### The problem
A word-for-word copy of the line containing "point: the house" and every following line to the end of the data below is all the answer should hold.
Start of Source records
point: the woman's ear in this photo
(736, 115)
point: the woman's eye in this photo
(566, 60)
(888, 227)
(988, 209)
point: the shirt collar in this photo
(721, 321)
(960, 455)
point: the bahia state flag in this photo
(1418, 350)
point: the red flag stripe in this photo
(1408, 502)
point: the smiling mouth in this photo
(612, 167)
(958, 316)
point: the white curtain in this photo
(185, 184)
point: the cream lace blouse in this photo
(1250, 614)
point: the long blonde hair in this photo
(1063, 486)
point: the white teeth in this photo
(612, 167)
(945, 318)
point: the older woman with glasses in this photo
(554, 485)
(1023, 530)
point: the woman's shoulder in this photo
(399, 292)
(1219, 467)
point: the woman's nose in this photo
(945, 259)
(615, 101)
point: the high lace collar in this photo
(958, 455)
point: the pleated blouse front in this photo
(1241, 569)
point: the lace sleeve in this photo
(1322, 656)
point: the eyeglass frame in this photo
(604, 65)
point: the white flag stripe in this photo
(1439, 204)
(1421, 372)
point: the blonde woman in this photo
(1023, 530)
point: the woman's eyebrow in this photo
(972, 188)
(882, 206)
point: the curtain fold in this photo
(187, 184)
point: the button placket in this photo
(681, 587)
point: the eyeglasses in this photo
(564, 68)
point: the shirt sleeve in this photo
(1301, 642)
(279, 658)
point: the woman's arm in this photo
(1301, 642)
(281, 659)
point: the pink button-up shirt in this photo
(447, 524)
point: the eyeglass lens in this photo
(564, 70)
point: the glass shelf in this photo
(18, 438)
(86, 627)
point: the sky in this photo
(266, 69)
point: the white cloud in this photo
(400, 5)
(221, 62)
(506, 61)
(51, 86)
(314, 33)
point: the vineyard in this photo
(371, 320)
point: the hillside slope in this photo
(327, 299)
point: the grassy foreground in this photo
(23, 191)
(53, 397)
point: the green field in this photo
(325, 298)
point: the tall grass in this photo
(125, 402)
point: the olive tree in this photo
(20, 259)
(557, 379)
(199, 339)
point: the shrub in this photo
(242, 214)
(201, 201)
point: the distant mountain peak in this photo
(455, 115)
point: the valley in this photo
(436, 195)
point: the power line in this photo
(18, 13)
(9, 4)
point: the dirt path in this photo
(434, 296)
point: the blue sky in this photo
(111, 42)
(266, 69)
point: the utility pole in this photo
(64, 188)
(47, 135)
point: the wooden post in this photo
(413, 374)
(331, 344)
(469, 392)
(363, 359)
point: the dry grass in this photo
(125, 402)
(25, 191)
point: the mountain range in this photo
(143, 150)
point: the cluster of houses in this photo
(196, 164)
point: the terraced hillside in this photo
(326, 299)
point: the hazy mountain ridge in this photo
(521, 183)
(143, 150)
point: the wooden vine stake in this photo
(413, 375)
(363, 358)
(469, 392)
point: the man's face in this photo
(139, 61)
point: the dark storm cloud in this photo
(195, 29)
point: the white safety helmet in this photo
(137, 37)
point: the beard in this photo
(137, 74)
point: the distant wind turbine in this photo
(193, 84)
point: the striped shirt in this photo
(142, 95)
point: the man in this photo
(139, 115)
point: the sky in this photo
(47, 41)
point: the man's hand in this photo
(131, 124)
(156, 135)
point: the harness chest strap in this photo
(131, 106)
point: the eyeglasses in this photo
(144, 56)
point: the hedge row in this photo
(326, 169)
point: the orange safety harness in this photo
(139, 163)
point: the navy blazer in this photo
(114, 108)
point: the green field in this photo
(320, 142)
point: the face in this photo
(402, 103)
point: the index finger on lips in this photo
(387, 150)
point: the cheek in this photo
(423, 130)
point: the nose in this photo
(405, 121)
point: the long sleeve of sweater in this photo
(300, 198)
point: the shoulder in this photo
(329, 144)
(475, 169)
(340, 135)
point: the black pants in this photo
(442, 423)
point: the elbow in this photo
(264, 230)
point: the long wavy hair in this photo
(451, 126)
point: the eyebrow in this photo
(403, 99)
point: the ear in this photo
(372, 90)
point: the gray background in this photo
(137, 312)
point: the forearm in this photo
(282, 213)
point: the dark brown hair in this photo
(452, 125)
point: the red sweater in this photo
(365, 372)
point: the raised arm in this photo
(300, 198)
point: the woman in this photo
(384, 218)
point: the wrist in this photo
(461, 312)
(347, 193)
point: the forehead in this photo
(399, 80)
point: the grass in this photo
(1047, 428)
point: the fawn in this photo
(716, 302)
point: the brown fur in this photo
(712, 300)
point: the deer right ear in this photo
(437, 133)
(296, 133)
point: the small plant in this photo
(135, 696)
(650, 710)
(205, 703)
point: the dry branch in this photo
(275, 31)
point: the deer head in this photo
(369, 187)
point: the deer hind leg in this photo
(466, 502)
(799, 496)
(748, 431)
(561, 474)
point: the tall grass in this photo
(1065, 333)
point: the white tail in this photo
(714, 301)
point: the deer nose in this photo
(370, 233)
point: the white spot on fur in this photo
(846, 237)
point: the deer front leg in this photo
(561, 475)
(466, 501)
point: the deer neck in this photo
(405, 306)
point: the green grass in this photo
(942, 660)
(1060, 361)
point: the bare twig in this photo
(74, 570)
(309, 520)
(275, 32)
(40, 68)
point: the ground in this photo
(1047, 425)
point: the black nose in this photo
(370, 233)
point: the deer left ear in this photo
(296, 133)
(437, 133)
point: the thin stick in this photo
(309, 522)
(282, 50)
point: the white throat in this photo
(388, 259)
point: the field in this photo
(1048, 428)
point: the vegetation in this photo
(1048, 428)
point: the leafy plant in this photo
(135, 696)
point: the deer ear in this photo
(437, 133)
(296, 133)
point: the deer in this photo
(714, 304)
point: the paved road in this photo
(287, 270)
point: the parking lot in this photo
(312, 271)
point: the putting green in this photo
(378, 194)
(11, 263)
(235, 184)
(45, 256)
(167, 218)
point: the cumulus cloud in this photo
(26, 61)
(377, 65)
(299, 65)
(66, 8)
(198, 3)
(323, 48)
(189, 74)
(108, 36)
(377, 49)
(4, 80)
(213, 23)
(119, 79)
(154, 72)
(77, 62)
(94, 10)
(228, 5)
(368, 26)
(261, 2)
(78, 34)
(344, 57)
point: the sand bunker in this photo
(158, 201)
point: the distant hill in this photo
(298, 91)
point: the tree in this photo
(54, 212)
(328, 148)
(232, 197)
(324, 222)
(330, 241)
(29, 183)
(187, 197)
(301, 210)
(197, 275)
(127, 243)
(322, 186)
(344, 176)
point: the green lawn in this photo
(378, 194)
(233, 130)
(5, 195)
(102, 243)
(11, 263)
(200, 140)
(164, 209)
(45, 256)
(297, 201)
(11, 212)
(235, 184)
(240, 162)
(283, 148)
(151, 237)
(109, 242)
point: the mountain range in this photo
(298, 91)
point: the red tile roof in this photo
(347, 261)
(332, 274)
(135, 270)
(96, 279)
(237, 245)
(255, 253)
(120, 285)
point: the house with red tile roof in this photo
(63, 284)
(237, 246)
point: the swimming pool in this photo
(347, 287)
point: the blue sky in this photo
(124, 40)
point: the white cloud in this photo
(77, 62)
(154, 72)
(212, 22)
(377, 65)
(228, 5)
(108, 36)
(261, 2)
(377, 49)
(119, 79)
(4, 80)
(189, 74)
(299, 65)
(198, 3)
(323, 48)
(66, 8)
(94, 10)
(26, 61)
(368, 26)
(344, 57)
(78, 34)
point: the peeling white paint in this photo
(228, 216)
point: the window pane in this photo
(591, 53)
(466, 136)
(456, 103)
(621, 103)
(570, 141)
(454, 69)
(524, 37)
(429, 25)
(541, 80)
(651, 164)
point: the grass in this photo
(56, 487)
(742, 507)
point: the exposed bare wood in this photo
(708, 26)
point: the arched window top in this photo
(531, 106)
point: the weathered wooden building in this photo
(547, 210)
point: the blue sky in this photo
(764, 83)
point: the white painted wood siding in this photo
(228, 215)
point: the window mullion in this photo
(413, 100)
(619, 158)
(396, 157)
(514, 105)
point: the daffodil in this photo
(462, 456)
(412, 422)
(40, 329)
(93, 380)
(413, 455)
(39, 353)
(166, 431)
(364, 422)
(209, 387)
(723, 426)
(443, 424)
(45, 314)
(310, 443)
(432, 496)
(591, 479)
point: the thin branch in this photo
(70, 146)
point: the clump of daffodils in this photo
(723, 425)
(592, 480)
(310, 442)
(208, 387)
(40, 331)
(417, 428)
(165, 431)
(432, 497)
End of Source records
### Answer for this exercise
point: the house with red tile roof in this photo
(63, 284)
(237, 246)
point: the swimming pool in this photo
(347, 287)
point: the blue sky in this photo
(124, 40)
point: the white cloud in this photo
(77, 62)
(154, 72)
(212, 22)
(377, 65)
(228, 5)
(108, 36)
(261, 2)
(377, 49)
(119, 79)
(4, 80)
(189, 74)
(299, 65)
(198, 3)
(323, 48)
(66, 8)
(94, 10)
(26, 61)
(368, 26)
(344, 57)
(78, 34)
point: the peeling white paint in this photo
(228, 216)
point: the window pane in this photo
(591, 53)
(466, 136)
(456, 103)
(621, 103)
(570, 141)
(454, 69)
(524, 37)
(429, 25)
(541, 80)
(651, 164)
point: the grass in this photo
(56, 487)
(742, 507)
point: the exposed bare wood in this photo
(708, 26)
point: the arched window top in this photo
(531, 106)
point: the weathered wooden building in this photo
(547, 210)
point: the blue sky in this photo
(764, 83)
point: the white painted wood siding in this photo
(228, 215)
point: the window mullion in this photo
(413, 100)
(619, 158)
(396, 157)
(514, 105)
point: the daffodil in this photo
(462, 456)
(412, 422)
(40, 329)
(93, 380)
(413, 455)
(39, 353)
(166, 431)
(364, 422)
(209, 387)
(723, 426)
(443, 424)
(45, 314)
(310, 443)
(432, 496)
(591, 479)
point: the thin branch in this photo
(70, 146)
point: the clump of daffodils in this photo
(723, 425)
(592, 480)
(310, 442)
(208, 387)
(40, 331)
(417, 428)
(165, 431)
(432, 497)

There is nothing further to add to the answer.